» **RECORDS SHOWN**:

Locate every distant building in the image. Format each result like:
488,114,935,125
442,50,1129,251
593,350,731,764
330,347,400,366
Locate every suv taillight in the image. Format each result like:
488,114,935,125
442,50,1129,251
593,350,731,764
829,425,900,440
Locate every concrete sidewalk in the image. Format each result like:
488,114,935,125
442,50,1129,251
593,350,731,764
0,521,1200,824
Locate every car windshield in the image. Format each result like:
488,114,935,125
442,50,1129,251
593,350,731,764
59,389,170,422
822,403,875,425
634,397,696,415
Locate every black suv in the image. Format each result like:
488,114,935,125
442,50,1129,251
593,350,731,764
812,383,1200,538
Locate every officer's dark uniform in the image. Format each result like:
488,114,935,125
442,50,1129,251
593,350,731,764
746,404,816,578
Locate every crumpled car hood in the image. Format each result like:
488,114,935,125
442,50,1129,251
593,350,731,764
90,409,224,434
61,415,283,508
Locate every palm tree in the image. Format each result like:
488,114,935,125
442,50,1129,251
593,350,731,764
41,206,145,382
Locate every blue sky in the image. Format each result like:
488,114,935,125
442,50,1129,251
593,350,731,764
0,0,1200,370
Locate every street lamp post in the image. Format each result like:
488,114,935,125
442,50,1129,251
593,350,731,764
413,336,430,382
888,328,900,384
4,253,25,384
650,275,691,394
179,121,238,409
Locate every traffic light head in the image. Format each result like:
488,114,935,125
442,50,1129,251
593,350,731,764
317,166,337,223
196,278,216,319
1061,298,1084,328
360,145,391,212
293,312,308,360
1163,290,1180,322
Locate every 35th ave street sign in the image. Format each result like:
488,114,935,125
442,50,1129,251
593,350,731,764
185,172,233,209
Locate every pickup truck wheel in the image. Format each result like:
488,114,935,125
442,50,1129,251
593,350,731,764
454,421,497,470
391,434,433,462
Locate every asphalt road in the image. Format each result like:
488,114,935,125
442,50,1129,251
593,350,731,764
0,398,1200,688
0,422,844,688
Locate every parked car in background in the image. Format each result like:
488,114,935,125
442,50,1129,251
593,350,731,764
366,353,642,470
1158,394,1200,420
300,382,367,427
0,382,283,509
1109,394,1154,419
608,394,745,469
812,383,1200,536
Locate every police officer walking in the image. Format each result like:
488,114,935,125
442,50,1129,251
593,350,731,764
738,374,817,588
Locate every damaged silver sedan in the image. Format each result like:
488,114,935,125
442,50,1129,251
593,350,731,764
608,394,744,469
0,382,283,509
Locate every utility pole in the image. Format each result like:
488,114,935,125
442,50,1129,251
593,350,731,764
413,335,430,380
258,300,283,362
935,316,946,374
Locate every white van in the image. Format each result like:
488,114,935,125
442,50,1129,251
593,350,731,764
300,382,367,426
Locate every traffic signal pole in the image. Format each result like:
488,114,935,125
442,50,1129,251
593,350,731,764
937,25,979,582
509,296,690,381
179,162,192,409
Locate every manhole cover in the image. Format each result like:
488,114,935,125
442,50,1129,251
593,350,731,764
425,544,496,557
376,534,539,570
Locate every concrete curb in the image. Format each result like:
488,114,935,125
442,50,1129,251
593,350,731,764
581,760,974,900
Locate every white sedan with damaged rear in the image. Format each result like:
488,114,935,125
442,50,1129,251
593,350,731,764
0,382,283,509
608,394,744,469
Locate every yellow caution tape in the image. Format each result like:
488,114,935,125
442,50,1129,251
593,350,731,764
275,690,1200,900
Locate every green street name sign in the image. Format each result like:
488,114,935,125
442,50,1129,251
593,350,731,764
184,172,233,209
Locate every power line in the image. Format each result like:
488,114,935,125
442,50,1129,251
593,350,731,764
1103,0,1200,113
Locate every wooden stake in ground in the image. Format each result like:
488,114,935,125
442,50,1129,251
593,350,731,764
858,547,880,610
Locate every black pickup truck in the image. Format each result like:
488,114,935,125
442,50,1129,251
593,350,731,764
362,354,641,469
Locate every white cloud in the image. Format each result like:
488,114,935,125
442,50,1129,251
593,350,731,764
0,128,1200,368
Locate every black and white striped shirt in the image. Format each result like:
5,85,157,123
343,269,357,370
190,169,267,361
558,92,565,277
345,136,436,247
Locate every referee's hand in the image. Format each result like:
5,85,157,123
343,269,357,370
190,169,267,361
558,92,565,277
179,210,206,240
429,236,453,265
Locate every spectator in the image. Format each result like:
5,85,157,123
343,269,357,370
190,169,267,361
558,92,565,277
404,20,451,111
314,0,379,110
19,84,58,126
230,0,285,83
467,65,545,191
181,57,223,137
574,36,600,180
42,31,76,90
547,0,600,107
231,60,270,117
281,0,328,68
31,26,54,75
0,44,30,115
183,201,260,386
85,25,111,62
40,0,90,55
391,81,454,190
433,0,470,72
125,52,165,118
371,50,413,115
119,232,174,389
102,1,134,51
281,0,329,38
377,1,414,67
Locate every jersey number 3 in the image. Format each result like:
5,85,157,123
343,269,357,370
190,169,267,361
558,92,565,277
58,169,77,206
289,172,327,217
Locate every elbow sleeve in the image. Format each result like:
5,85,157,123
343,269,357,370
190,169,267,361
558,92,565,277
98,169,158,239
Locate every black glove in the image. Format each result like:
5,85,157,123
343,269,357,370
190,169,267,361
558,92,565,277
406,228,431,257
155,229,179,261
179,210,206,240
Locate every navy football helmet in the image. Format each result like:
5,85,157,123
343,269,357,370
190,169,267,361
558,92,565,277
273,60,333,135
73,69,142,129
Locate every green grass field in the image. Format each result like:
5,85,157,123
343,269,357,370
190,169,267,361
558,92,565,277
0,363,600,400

* * *

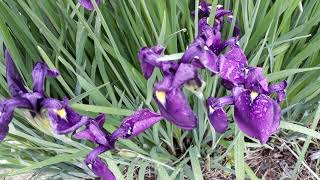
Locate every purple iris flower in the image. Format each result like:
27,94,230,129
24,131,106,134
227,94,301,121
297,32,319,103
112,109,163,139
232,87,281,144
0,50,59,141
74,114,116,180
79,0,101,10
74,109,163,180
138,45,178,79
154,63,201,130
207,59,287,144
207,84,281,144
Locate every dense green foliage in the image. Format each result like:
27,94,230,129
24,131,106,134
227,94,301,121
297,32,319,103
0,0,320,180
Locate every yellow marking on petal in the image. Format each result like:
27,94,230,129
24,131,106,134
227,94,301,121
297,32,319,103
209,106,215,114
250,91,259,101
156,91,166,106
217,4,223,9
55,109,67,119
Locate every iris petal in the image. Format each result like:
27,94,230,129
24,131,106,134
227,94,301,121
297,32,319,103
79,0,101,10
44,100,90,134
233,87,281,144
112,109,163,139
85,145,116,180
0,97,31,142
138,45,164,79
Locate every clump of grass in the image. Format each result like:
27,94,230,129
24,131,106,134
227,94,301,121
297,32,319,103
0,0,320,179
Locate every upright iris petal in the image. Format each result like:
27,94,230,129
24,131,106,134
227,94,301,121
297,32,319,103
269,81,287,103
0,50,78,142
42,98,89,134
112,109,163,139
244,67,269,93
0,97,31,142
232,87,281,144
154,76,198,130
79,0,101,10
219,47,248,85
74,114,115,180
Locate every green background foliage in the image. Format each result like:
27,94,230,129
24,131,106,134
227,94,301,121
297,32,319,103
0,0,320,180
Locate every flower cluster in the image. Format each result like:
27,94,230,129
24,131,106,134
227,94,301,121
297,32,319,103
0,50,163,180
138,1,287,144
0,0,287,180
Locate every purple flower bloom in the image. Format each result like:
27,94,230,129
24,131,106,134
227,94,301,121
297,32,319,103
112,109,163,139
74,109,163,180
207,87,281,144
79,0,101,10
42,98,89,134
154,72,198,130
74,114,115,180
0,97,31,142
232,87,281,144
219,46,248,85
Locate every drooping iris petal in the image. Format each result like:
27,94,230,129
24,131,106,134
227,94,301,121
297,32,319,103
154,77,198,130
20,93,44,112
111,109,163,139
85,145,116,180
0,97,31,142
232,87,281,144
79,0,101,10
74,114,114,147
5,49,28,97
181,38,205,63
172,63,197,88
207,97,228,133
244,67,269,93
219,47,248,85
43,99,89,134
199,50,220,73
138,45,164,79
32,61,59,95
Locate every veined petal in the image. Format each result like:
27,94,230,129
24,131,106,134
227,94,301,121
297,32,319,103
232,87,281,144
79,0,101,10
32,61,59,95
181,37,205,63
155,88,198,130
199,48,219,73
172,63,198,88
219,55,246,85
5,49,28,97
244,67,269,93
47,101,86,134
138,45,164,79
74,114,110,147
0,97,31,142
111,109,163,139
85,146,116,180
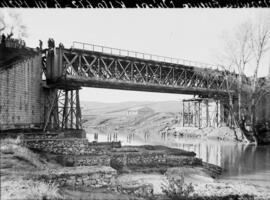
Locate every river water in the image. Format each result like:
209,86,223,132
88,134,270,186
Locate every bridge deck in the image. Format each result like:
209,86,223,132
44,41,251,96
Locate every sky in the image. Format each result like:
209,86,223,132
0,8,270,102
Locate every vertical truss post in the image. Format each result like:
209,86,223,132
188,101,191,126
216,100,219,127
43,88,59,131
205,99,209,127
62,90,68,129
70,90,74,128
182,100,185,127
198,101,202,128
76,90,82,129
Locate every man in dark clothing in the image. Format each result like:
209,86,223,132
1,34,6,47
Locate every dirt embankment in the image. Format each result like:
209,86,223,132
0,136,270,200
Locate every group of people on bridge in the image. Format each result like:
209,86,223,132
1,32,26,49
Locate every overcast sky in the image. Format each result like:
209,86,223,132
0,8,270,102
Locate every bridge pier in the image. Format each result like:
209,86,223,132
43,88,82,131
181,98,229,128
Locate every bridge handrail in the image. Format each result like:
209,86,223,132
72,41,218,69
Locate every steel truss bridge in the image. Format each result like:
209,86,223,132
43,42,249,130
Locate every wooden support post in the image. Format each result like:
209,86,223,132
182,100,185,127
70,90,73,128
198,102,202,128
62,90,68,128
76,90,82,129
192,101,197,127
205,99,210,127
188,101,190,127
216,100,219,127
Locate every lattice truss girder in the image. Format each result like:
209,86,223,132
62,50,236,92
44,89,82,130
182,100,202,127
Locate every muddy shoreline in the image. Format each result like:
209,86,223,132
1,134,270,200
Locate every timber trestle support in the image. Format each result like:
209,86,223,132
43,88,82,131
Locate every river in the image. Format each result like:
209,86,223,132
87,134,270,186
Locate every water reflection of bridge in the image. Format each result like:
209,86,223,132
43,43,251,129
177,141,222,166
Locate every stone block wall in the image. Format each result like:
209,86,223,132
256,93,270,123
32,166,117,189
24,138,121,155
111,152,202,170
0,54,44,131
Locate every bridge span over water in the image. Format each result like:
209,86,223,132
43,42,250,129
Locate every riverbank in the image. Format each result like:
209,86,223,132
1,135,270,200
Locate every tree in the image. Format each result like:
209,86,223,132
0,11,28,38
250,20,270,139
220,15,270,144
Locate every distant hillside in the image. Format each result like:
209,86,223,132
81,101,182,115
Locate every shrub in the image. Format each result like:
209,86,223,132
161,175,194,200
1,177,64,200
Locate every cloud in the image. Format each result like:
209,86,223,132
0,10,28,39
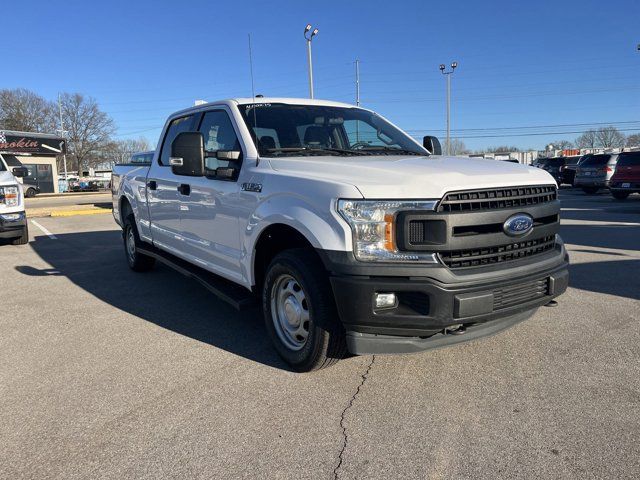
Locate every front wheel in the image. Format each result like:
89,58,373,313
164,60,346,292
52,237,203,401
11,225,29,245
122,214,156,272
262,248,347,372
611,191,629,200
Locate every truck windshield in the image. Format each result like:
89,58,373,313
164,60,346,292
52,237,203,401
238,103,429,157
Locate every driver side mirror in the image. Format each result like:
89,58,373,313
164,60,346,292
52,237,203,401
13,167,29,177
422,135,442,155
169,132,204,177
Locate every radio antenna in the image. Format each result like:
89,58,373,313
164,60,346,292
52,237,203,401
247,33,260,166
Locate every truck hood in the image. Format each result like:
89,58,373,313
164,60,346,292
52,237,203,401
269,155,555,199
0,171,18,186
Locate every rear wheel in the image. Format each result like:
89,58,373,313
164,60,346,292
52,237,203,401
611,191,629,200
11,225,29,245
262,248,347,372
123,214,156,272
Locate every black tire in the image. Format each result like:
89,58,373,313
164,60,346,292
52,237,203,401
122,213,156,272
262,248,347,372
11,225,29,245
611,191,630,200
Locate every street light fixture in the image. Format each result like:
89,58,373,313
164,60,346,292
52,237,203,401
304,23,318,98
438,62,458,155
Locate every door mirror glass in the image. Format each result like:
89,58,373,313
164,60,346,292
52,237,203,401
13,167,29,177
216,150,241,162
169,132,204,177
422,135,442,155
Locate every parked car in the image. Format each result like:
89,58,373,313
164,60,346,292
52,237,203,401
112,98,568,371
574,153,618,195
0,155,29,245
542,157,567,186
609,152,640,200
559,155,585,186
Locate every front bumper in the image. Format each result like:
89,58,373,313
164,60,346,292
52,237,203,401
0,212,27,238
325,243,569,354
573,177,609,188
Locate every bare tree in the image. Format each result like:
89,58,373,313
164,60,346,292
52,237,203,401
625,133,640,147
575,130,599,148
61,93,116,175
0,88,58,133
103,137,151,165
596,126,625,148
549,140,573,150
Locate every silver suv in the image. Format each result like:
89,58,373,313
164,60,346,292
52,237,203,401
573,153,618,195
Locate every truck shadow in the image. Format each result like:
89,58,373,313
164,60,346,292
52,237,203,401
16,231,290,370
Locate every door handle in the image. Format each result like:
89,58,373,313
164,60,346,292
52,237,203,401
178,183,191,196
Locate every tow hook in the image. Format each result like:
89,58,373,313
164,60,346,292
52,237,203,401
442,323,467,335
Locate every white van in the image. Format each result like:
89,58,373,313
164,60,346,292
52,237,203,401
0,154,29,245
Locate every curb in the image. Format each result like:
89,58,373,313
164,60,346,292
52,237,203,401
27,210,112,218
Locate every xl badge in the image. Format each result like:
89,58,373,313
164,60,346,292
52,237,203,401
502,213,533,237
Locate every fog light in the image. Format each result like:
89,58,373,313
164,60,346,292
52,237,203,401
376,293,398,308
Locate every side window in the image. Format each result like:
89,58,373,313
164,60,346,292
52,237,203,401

» **WHAT THE TASK REQUIRES**: Edit the part of the listing that opens with the line containing "Locate every damaged" and closes with the line containing "184,172,233,209" by replacing "manhole cover" with "storm drain grate", leaving everything else unchanged. Return only those lines.

» **ANSWER FOR THIS EXERCISE**:
Locate every damaged silver sedan in the image. Format each result like:
488,114,935,125
442,50,1129,251
593,350,731,764
608,394,744,469
0,382,283,509
Locate every utility pole in the image. Format each result like:
488,114,935,125
442,50,1129,251
593,350,731,764
413,335,430,380
258,300,283,362
935,316,946,374
Locate every white van in the image. Format each result like:
488,114,935,125
442,50,1129,251
593,350,731,764
300,382,367,426
Locate every traffic signal pole in the image. Format each result like:
488,114,935,125
442,50,1129,251
593,350,731,764
937,25,979,582
509,296,690,381
179,162,192,409
Locate every storm drain grate in the image. Format each result like:
488,114,935,125
442,50,1129,251
593,350,731,764
425,544,496,557
376,534,539,570
Locate every concrete curb in the image. Format each result like:
488,114,935,125
442,50,1129,251
593,350,731,764
581,760,974,900
Locate every white sedan with damaged rear in the image. Format each result like:
488,114,935,125
442,50,1129,251
593,350,731,764
0,382,283,509
608,394,744,469
Locate every yellow caution tape in the image. Format each result like:
488,114,935,125
442,50,1129,251
593,350,731,764
275,690,1200,900
Locate every green street name sign in the image. Format each result like:
488,114,935,125
442,50,1129,251
593,350,731,764
184,172,233,209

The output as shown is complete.